Data records:

* * * *

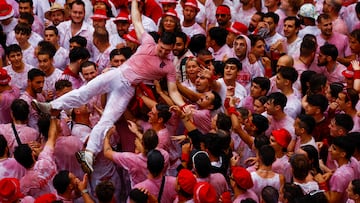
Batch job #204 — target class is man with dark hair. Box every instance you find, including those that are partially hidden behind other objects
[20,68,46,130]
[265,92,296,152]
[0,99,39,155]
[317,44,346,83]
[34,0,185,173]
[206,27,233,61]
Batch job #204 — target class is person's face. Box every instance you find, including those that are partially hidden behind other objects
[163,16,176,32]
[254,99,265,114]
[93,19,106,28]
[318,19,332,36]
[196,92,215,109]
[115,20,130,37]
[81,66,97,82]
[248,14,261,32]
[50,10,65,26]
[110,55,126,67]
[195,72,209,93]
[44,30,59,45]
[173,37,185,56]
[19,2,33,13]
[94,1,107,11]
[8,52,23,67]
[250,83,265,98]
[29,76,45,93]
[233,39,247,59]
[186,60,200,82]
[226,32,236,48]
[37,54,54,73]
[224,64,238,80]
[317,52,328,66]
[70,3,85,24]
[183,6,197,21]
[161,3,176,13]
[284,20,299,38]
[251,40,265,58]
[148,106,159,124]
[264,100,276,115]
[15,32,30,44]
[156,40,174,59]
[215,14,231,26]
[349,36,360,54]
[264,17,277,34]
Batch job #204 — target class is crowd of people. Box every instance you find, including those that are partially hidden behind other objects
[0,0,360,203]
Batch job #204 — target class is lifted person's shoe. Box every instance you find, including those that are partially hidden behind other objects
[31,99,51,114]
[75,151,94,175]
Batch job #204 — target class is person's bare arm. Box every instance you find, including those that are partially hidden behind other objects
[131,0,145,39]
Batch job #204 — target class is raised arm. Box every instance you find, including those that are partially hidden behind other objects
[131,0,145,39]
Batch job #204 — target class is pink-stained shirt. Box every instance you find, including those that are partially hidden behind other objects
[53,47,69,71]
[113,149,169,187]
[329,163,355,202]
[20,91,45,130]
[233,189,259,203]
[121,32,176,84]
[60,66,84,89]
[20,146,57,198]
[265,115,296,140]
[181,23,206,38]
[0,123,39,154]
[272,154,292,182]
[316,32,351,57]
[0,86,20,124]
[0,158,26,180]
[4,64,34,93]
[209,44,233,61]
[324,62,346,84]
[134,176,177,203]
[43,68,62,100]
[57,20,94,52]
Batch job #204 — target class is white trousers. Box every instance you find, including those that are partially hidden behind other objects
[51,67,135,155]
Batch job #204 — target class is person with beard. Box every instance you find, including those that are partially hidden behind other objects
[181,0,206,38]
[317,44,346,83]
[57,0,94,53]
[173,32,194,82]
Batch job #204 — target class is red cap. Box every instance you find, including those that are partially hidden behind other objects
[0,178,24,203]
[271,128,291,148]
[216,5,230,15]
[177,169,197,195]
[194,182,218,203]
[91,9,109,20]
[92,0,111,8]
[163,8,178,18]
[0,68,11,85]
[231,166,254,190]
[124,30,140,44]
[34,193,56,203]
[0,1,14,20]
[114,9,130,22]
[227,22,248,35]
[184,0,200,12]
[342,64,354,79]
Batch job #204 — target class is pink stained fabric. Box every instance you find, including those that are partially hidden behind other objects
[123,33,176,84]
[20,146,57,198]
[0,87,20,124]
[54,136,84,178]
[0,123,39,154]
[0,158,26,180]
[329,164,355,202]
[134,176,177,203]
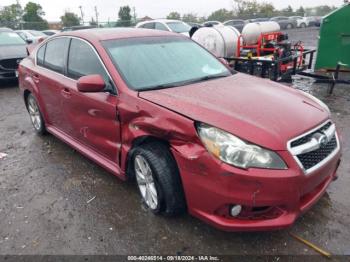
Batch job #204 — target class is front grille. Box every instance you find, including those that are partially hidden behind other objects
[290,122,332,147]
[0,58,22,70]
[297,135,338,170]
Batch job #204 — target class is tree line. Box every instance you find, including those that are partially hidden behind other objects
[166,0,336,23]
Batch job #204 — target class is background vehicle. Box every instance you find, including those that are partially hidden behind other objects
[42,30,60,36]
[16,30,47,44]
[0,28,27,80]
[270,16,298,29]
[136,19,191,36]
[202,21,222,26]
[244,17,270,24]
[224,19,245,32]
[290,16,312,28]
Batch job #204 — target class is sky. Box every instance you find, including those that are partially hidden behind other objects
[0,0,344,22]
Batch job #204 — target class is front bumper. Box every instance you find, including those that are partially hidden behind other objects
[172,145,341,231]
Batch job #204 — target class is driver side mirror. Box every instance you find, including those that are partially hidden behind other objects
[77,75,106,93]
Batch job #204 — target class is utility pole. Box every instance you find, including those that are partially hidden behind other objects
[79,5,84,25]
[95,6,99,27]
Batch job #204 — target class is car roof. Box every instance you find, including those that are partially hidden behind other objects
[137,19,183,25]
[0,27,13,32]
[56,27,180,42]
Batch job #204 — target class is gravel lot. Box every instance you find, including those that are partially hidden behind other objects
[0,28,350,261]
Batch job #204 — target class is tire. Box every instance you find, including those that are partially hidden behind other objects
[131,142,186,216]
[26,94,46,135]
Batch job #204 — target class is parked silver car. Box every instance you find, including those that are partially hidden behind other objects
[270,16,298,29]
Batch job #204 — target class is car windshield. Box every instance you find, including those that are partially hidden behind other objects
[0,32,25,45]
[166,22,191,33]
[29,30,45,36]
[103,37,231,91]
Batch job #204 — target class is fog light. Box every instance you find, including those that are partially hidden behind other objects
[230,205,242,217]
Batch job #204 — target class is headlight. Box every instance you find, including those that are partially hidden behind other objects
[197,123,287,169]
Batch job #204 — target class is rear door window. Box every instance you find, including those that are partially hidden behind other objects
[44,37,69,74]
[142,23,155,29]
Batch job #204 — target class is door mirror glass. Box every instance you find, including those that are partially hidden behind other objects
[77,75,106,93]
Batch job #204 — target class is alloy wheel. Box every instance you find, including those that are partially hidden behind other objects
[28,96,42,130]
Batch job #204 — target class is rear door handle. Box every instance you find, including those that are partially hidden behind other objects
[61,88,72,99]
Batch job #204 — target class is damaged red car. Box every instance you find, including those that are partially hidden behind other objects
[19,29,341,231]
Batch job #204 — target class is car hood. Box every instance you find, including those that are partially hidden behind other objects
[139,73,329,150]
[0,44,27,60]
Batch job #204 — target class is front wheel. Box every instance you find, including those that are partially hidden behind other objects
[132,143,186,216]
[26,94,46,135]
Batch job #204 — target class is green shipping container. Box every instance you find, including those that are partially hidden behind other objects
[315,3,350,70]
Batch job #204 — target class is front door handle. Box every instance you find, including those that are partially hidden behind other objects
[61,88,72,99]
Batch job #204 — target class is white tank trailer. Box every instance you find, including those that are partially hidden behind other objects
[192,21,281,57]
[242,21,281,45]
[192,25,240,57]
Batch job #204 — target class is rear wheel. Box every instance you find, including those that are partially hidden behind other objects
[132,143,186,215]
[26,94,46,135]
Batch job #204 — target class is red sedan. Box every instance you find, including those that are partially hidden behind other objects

* * * *

Problem requirements =>
Please output every one of the entries above again, line for line and without any changes, but leave out the pictures.

The answer =>
Batch job #204 — target class is man with dark hair. Box every instance you find, including those that are partially hidden behind other objects
[20,68,46,130]
[265,92,296,152]
[0,99,39,155]
[317,44,346,83]
[34,0,185,173]
[206,27,233,61]
Batch job #204 — target class is person's face. Box every instance you find, including those that are partially hidden behind other objects
[163,16,176,32]
[254,99,265,114]
[93,19,106,28]
[318,19,332,36]
[196,92,215,109]
[115,20,130,37]
[81,66,97,82]
[248,14,261,32]
[50,10,65,26]
[110,55,126,67]
[195,72,209,93]
[44,30,59,45]
[173,37,185,56]
[19,2,33,13]
[94,1,107,11]
[8,52,23,67]
[250,83,265,98]
[29,76,45,93]
[233,39,247,59]
[186,60,200,82]
[226,32,236,48]
[37,54,54,73]
[224,64,238,80]
[317,52,328,66]
[70,3,85,24]
[183,6,197,21]
[161,3,176,13]
[284,20,299,38]
[251,40,265,58]
[148,106,159,124]
[264,100,276,115]
[15,32,30,44]
[156,40,174,59]
[215,14,231,26]
[349,36,360,54]
[264,17,277,34]
Batch job #204 — target class is crowd of people. Box every instance you find, including those that are partially hidden behind other objects
[0,0,360,203]
Batch job #204 — target class is lifted person's shoe. Box every instance you find, including those that are partially hidden behind other objects
[31,99,51,114]
[75,151,94,175]
Batch job #204 — target class is person's bare arm. Box every instance you find, including those that are partially hidden behind other objects
[131,0,145,39]
Batch job #204 — target class is raised arm. Box every instance you find, including those that are partially hidden behind other objects
[131,0,145,39]
Batch job #204 — target class is pink-stained shirt. Box every instance you find, including those that are partially hidden behind other objects
[53,47,69,71]
[113,149,169,187]
[329,163,355,202]
[20,91,45,130]
[233,189,259,203]
[121,32,176,84]
[60,66,84,89]
[20,146,57,198]
[265,115,296,140]
[181,23,206,38]
[0,123,39,154]
[272,154,292,182]
[316,32,351,57]
[0,86,20,124]
[0,158,26,180]
[4,64,34,93]
[209,44,233,61]
[324,62,346,84]
[134,176,177,203]
[43,68,62,100]
[57,20,94,52]
Batch job #204 — target class is white trousers. Box every instance you find, including those that are partially hidden behind other objects
[51,67,135,155]
Batch job #204 — target class is person with beard. Box every instance you find, including those that are partially hidden behind other objects
[181,0,206,38]
[317,44,346,83]
[57,0,94,53]
[173,32,194,82]
Batch job #204 — target class is red cap. Box every instance you find, including those that are partially hidden behind other objects
[0,178,24,203]
[271,128,291,148]
[216,5,230,15]
[177,169,197,195]
[194,182,218,203]
[91,9,109,20]
[92,0,111,8]
[163,8,178,18]
[0,68,11,85]
[231,166,254,190]
[124,30,140,44]
[34,193,56,203]
[0,1,14,20]
[114,9,130,22]
[227,22,248,35]
[184,0,200,12]
[342,64,354,79]
Batch job #204 — target class is pink stained fabric. Box every instance you find, including those that are partially hidden behind other objects
[123,33,176,84]
[20,146,57,198]
[0,87,20,124]
[54,136,84,178]
[0,123,39,154]
[0,158,26,180]
[329,164,355,202]
[134,176,177,203]
Batch job #204 — target class is front grille. Box every instance you find, including those that are partially hidden behind other objects
[290,122,332,147]
[0,58,22,70]
[297,135,338,170]
Batch job #204 — target class is tree line. Box every instance you find, including those that are partially hidden behind other objects
[166,0,336,23]
Batch job #204 — target class is background vehicle. Box every instance you find, including those that are partially hidden behind other objects
[42,30,60,36]
[16,30,47,44]
[0,28,27,80]
[270,16,298,29]
[136,19,191,36]
[202,21,222,26]
[244,17,270,24]
[224,19,245,32]
[290,16,312,28]
Batch job #204 — target class is sky. Box every instance you find, including those that are partially hidden behind other objects
[0,0,344,22]
Batch job #204 — target class is front bumper. Box every instance you find, including those that are partially hidden behind other objects
[172,145,341,231]
Batch job #204 — target class is driver side mirror. Box every instance you find, including those that are partially hidden behind other objects
[77,75,106,93]
Batch job #204 — target class is utility pole. Box every instance you find, including those that are partially hidden behind other objects
[79,5,84,25]
[95,6,99,27]
Batch job #204 — target class is car roof. Box every instance you find, including those that are partially hidden behind other objects
[137,19,183,25]
[0,27,13,32]
[56,27,180,42]
Batch job #204 — target class is gravel lot. Box every instance you find, including those that are partially hidden behind other objects
[0,28,350,261]
Batch job #204 — target class is tire. Box every instance you find, including those that are partially hidden behind other objects
[131,142,186,216]
[26,94,46,135]
Batch job #204 — target class is parked silver car. Box every instance you find, including those that are partially hidden behind other objects
[270,16,298,29]
Batch job #204 — target class is car windshield. Box every instance you find, including those that are partially hidden behind other objects
[0,32,25,45]
[166,22,191,33]
[29,30,45,36]
[103,37,231,91]
Batch job #204 — target class is fog light. Box every instance you find, including those that are partially hidden behind other objects
[230,205,242,217]
Batch job #204 — target class is headlight. Box every instance you find, including those that are partially hidden behind other objects
[197,123,287,169]
Batch job #204 — target class is rear door window. Box every instance you find, including those that are partially hidden behind other objects
[44,37,69,74]
[142,23,155,29]
Batch job #204 — target class is door mirror glass. Box every instance you find, including those that are partially hidden behind other objects
[77,75,106,93]
Batch job #204 — target class is alloy wheel. Box every instance you find, including those that are partially hidden behind other objects
[28,96,42,130]
Batch job #204 — target class is rear door handle. Box every instance you find, including those that are partially hidden behind other objects
[61,88,72,99]
Batch job #204 — target class is damaged red car. Box every instance you find, including those that are partially hidden behind other objects
[19,29,341,231]
Batch job #204 — target class is car hood. Box every instance you find, including those that are partially hidden behind other objects
[139,73,329,150]
[0,44,27,60]
Batch job #204 — target class is front wheel. Box every instance you find, including those that are partially hidden behind other objects
[132,143,186,216]
[26,94,46,135]
Batch job #204 — target class is green shipping container. Box every instance you find, including those that are partially hidden behind other objects
[315,3,350,70]
Batch job #204 — target class is front door handle. Box every instance you find, including those that are partially hidden behind other objects
[61,88,72,99]
Batch job #204 — target class is white tank trailer. Box every instance you find, including those that are partially hidden behind other objects
[192,21,281,57]
[242,21,281,45]
[192,25,240,57]
Batch job #204 — target class is rear wheel. Box every instance you find, including those that are partially hidden behind other objects
[132,143,186,215]
[26,94,46,135]
Batch job #204 — target class is red sedan. Box every instance you find, including those that are partially hidden behind other objects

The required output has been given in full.